PASSAGE:
* * * * * * *

CLARK COUNTY — With local schools back in session, Clark County law enforcement will be taking extra steps to protect kids as they are getting on and off buses.

Clark County is among 29 counties in Indiana receiving aid to increase safety at school bus stops and school zones. Gov. Eric Holcomb announced Monday that police departments across the state will receive $380,000 in grants from the Indiana Criminal Justice Institute. The grant includes $10,000 for the Clark County Traffic Safety Partnership, which includes the Clark County Sheriff's Office and police departments in Jeffersonville, Sellersburg, Charlestown and Clarksville.

“Indiana police officers will be enforcing increased fines and penalties for drivers who recklessly pass bus stops and drive aggressively,” Holcomb said in a press release. “This is one of many steps that Indiana is taking to protect the safety of school children as classes resume.”

Sgt. Terry Braswell, an officer with the Sellersburg Police Department, is the coordinator for the Clark County Traffic Safety Partnership. For a two-week period later this month, each agency will be able to have extra officers available to patrol communities for school zone and stop arm violations due to the grant. Officers will be working overtime during these patrols to catch violations at bus stops, as well as speeding and aggressive driving near school zones.

Clark County's crackdown on school stop violations will be similar to the partnership's mobilization efforts against impaired and dangerous driving, according to Braswell. He said each agency will determine which areas to patrol in the mornings and afternoons.

Lawmakers also passed state legislation at this year's General Assembly to increase penalties for school bus arm infractions, and it went into effect in July. The legislation followed a bus stop accident that killed three siblings in Rochester last fall.

According to state law, school bus drivers are required to use flashing lights and to extend the bus's stop arm when students are crossing a roadway, and drivers are required to stop when the arm is extended. Under the new law, if drivers illegally pass a stopped school bus, they can be charged with a Class A misdemeanor, and if the action injures someone, the penalty increases to a Level 6 felony. If drivers illegally pass a stopped bus and kill someone, they can be charged with a Level 5 felony.

* * * * * * *

[Stored records]
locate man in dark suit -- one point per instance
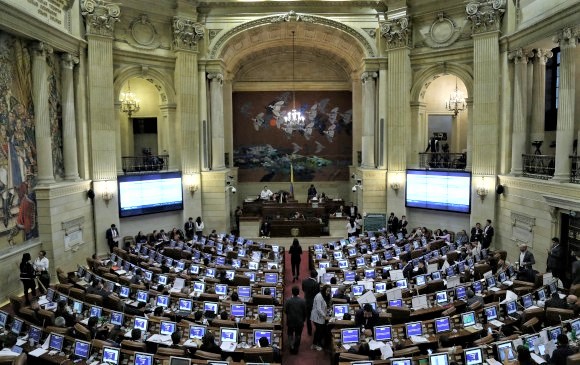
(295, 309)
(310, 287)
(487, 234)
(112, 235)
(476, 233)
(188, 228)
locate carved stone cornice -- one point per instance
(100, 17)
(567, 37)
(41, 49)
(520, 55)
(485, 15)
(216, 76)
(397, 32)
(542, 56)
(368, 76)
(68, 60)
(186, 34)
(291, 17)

* * * * * * *

TASK REQUIREMENTS:
1. In the school bus safety article, how much grant money goes to the Clark County Traffic Safety Partnership?
2. Please carry the school bus safety article forward with the next few paragraphs.

SOLVED PROBLEMS:
1. $10,000.

2.
A 2019 survey from the National Association of State Directors of Pupil Transportation Services shows 2,653 illegal passes reported in one day in Indiana, with 6,863 bus drivers participating in the survey.

Braswell said the goal of Clark County law enforcement is make sure students get to and from school safely and prevent tragedies, in addition to educating the public on laws and school stop safety.

"If you have questions about whether or not to stop, just stop," Braswell said. "Always err on side of caution when it comes to kids. If you don’t know, ask."

Sellersburg Police Chief Russ Whelan said while officers on normal duty are always looking for violations in school zones or bus stop arm infractions, it will help to have extra officers on-hand in overtime hours to address the issue. He said the department typically gets a few complaints per month about these violations, but there are likely many that are unreported.

"It's not one of our biggest complaints that we get, but it's a complaint we get every school year," he said. "It's generally speeding, but the bus arm violation is a big one. Both are problems, but the bus arm one really really concerns me with kids out in the road and getting ready to cross."

Whelan emphasizes that people can be arrested for bus stop arm violations, and he said they will not get off with a warning.

Chad Schenck, transportation director for Greater Clark County Schools, said he is thrilled that the county will have extra officers available to enforce penalties for bus stop violations. He said drivers are asked to report bus stop arm infractions — including vehicle descriptions and license plate numbers — to law enforcement, and the district often sees at least one or two reports a day.

"It's great to use added resources to investigate and prosecute those who are jeopardizing the safety of our students our bus drivers are picking up and dropping off along Clark County roadways," he said.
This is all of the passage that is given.